• [STATED PROBLEM]
Please rewrite the data from the line containing "the form [35,487]." through the end, replacing "eyebrow" with "eyelash" and leaving everything else unchanged.

Items from a data source:
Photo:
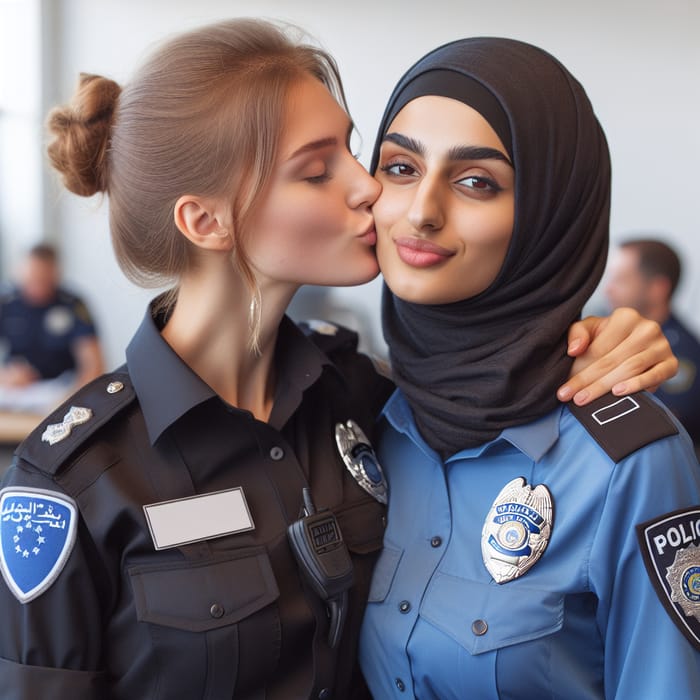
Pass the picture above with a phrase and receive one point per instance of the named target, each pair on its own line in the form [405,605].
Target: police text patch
[671,551]
[37,534]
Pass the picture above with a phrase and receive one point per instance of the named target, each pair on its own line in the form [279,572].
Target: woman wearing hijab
[532,550]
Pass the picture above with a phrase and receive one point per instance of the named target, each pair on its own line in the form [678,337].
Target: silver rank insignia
[59,431]
[516,530]
[360,459]
[670,548]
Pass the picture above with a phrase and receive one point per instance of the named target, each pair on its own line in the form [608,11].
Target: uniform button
[479,627]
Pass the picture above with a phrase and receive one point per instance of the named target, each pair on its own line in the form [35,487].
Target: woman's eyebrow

• [EXERCISE OUTPUT]
Pass the picture above with a phrase and receive one point per instance of the named target, each pair on its own line in the form [35,487].
Target: woman's eyelash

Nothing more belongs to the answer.